[Opening PROVIDED RECORDS section]

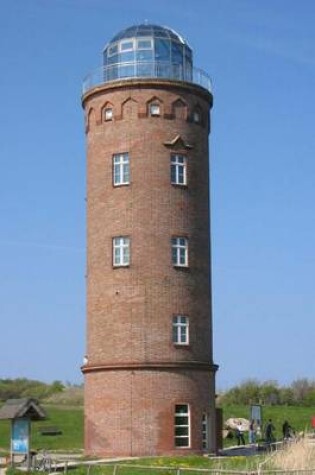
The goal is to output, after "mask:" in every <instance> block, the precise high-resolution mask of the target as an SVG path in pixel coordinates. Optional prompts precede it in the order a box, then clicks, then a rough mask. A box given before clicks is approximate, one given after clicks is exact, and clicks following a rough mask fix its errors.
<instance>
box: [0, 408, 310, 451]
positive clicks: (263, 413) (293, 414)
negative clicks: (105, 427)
mask: <svg viewBox="0 0 315 475" xmlns="http://www.w3.org/2000/svg"><path fill="white" fill-rule="evenodd" d="M44 408H45V410H46V412H47V415H48V418H49V419H48V420H46V421H42V422H32V435H31V448H32V449H33V450H37V449H41V448H44V449H47V450H57V451H58V450H64V451H76V450H82V449H83V408H82V407H80V406H75V407H74V406H72V407H70V406H68V407H67V406H44ZM262 411H263V412H262V414H263V420H264V421H266V420H268V419H269V418H271V419H272V420H273V424H274V425H275V427H276V434H275V435H276V437H277V438H278V439H281V437H282V432H281V427H282V424H283V422H284V420H285V419H287V420H288V421H289V423H290V424H291V425H292V427H294V429H295V430H296V431H297V432H300V431H304V430H305V429H310V421H311V416H314V415H315V407H296V406H266V407H263V409H262ZM230 417H236V418H237V417H245V418H246V419H248V418H249V407H248V406H225V407H223V420H226V419H228V418H230ZM45 425H46V426H56V427H58V428H59V429H61V430H62V435H56V436H47V435H46V436H43V435H41V434H40V432H39V429H40V427H42V426H45ZM224 443H225V445H231V444H235V439H232V440H230V441H229V440H227V441H225V442H224ZM9 447H10V422H9V421H0V455H1V454H8V453H9Z"/></svg>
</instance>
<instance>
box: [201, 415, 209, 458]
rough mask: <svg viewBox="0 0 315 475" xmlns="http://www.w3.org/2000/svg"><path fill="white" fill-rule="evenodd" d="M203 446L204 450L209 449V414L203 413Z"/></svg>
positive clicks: (202, 426) (202, 421) (202, 443)
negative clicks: (208, 446)
mask: <svg viewBox="0 0 315 475" xmlns="http://www.w3.org/2000/svg"><path fill="white" fill-rule="evenodd" d="M202 448H203V449H204V450H207V449H208V416H207V414H203V415H202Z"/></svg>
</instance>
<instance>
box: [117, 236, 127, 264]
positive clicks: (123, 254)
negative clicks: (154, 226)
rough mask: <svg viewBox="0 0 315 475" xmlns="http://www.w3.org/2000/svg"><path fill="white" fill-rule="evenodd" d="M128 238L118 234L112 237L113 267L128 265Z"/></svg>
mask: <svg viewBox="0 0 315 475" xmlns="http://www.w3.org/2000/svg"><path fill="white" fill-rule="evenodd" d="M129 264H130V238H129V237H127V236H119V237H114V238H113V265H114V267H123V266H129Z"/></svg>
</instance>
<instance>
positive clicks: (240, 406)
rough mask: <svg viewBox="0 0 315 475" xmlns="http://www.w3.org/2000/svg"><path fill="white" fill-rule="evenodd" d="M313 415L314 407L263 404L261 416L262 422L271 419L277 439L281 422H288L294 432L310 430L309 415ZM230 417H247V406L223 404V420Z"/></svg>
mask: <svg viewBox="0 0 315 475" xmlns="http://www.w3.org/2000/svg"><path fill="white" fill-rule="evenodd" d="M314 415H315V407H300V406H263V407H262V417H263V424H265V423H266V422H267V421H268V419H269V418H270V419H272V423H273V425H274V426H275V428H276V430H275V436H276V438H277V439H282V424H283V423H284V421H285V420H287V421H288V422H289V424H290V425H291V427H293V429H294V430H295V431H296V432H302V431H307V430H311V417H312V416H314ZM231 417H236V418H237V417H244V418H245V419H249V407H248V406H224V407H223V420H227V419H229V418H231Z"/></svg>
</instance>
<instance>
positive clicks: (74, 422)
mask: <svg viewBox="0 0 315 475" xmlns="http://www.w3.org/2000/svg"><path fill="white" fill-rule="evenodd" d="M43 407H44V409H45V411H46V413H47V416H48V418H47V420H45V421H38V422H32V425H31V431H32V434H31V448H32V449H33V450H37V449H47V450H77V449H82V448H83V408H82V407H63V406H60V407H56V406H43ZM43 426H54V427H58V428H59V429H61V430H62V434H61V435H56V436H47V435H41V434H40V432H39V429H40V427H43ZM0 448H1V449H2V450H3V449H4V450H5V451H9V448H10V422H9V421H0Z"/></svg>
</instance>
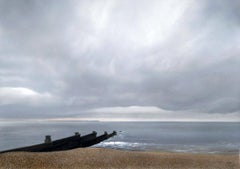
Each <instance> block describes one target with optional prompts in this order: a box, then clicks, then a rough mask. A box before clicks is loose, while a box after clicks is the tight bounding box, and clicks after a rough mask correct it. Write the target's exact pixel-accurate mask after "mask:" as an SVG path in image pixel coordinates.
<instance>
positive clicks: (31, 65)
mask: <svg viewBox="0 0 240 169" xmlns="http://www.w3.org/2000/svg"><path fill="white" fill-rule="evenodd" d="M239 11H240V3H239V1H237V0H232V1H220V0H217V1H214V2H210V1H207V0H206V1H205V0H204V1H197V0H184V1H181V2H179V1H176V0H168V1H157V0H156V1H154V0H153V1H151V2H149V1H146V0H140V1H131V2H129V1H125V0H124V1H119V0H114V1H112V0H101V1H97V0H96V1H75V0H70V1H63V0H58V1H55V0H53V1H50V2H49V1H46V0H43V1H37V0H32V1H27V0H21V1H18V0H12V1H7V0H0V118H67V117H72V118H74V117H79V118H89V119H90V118H93V117H99V116H100V117H99V118H101V119H104V118H111V119H115V120H116V119H121V117H122V115H121V113H120V112H119V113H117V114H116V113H115V114H114V112H115V111H116V109H117V110H118V111H122V114H125V116H124V119H133V116H132V114H135V115H136V114H137V113H135V111H136V110H135V109H133V107H134V106H135V108H136V107H138V108H139V109H141V110H140V112H139V113H138V114H139V119H150V120H151V119H158V120H161V119H165V117H167V119H168V120H178V119H181V116H179V115H180V114H181V115H183V114H185V115H186V116H187V117H189V118H190V119H193V120H196V119H200V120H201V119H205V120H214V119H215V116H222V118H221V120H224V119H227V120H240V119H239V118H240V117H239V116H240V87H239V84H240V74H239V72H240V57H239V54H240V48H239V45H238V44H240V31H239V30H240V22H239V17H240V12H239ZM119 107H122V108H120V109H119ZM149 107H152V108H153V107H154V108H153V110H156V109H157V111H156V112H154V113H153V112H152V109H149ZM106 108H107V109H106ZM92 110H94V111H92ZM95 110H98V111H95ZM100 110H105V111H101V112H99V111H100ZM159 110H161V111H159ZM142 111H144V112H142ZM145 111H146V112H145ZM111 112H112V113H111ZM124 112H125V113H124ZM126 112H128V113H129V115H126ZM161 112H165V113H166V114H168V113H169V116H168V115H166V116H165V115H163V114H161ZM153 114H154V115H153ZM174 114H175V115H176V116H174Z"/></svg>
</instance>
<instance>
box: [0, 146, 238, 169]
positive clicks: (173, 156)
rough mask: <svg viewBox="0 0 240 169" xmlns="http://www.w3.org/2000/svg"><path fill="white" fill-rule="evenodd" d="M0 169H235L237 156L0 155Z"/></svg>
mask: <svg viewBox="0 0 240 169" xmlns="http://www.w3.org/2000/svg"><path fill="white" fill-rule="evenodd" d="M0 164H1V165H0V169H3V168H9V169H13V168H18V169H21V168H30V169H31V168H39V169H40V168H52V169H54V168H80V169H81V168H83V169H85V168H89V169H90V168H92V169H100V168H111V169H120V168H127V169H128V168H129V169H130V168H131V169H137V168H142V169H143V168H146V169H147V168H151V169H155V168H156V169H157V168H159V169H161V168H162V169H165V168H171V169H175V168H176V169H177V168H181V169H189V168H194V169H202V168H206V169H220V168H222V169H228V168H229V169H238V168H239V167H240V163H239V155H238V154H192V153H180V152H178V153H176V152H165V151H128V150H116V149H104V148H79V149H73V150H69V151H58V152H47V153H29V152H12V153H3V154H0Z"/></svg>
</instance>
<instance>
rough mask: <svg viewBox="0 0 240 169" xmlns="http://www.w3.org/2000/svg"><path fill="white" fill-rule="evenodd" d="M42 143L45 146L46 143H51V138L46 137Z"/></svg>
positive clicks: (51, 140)
mask: <svg viewBox="0 0 240 169" xmlns="http://www.w3.org/2000/svg"><path fill="white" fill-rule="evenodd" d="M44 142H45V143H46V144H47V143H51V142H52V139H51V136H50V135H46V136H45V141H44Z"/></svg>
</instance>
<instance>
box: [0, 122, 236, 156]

[Closing PROVIDED RECORDS section]

WHAT YOU NEED TO DO: Substitute "image coordinates" for "pixel coordinates" in the items from their beginning through the line containing "positive clicks: (263, 413) (293, 414)", and reproduce those lines with no other changes. Leave out the pictures.

ANSWER:
The goal is to output, after "mask:" in every <instance> block, the precise high-resolution mask of the target as an SVG path in image coordinates. Optional prompts precede it in the order a box, then clicks, then a rough mask. A box given before clicks is approximate, one given after clicks is exact, and clicks following a rough mask fix its errors.
<instance>
box: [0, 408, 310, 451]
positive clicks: (263, 413) (293, 414)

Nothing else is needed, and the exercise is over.